:: DATA EXTRACT ::
((

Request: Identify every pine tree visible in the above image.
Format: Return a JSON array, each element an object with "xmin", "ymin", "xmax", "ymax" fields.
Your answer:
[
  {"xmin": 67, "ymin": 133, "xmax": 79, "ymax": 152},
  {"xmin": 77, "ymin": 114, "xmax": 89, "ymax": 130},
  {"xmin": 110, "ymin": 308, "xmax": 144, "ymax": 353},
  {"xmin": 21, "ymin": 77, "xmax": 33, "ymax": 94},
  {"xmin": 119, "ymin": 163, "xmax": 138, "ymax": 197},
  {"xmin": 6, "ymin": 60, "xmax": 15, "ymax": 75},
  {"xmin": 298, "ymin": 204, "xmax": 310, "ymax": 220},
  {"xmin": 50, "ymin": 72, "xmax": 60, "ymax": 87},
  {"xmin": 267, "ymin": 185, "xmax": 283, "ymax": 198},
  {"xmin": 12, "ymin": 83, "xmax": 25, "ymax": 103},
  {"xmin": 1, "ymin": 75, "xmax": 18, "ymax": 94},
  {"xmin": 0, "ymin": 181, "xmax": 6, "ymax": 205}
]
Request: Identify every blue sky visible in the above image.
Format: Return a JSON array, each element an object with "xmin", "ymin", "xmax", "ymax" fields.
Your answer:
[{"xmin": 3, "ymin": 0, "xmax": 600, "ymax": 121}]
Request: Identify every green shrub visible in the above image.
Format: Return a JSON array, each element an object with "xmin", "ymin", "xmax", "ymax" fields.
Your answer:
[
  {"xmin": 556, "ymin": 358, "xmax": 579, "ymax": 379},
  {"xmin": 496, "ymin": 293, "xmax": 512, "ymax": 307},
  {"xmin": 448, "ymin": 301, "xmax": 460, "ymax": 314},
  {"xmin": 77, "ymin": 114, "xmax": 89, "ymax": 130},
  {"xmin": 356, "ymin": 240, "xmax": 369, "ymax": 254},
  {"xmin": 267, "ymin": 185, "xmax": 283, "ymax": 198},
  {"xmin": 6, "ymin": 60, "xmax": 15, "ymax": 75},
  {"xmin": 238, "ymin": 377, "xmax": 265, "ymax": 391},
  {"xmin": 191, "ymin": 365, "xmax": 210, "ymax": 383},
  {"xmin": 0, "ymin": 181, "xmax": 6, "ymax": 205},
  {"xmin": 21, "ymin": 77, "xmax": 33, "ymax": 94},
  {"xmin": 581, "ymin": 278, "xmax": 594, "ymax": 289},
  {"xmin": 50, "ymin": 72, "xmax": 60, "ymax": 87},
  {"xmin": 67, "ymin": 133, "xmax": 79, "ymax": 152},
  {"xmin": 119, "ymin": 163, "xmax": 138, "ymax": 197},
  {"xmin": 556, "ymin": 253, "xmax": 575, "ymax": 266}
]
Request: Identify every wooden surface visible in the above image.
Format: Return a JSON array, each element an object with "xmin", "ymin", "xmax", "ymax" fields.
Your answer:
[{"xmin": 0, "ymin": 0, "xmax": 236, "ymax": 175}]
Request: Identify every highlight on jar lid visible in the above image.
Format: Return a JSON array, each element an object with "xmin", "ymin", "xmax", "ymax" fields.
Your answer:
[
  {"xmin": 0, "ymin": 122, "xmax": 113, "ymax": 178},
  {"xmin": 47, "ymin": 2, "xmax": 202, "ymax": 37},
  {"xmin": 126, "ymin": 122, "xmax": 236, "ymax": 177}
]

))

:: AIM ::
Copy out each line above that contains the word "visible".

:: FINISHED ANSWER ::
Request: Identify every pine tree visible in the above image.
Request: Identify every blue sky visible in the above image.
Request: Identify every green shrub visible in the above image.
Request: Identify every wooden surface visible in the above image.
Request: Identify every highlight on jar lid visible in the above image.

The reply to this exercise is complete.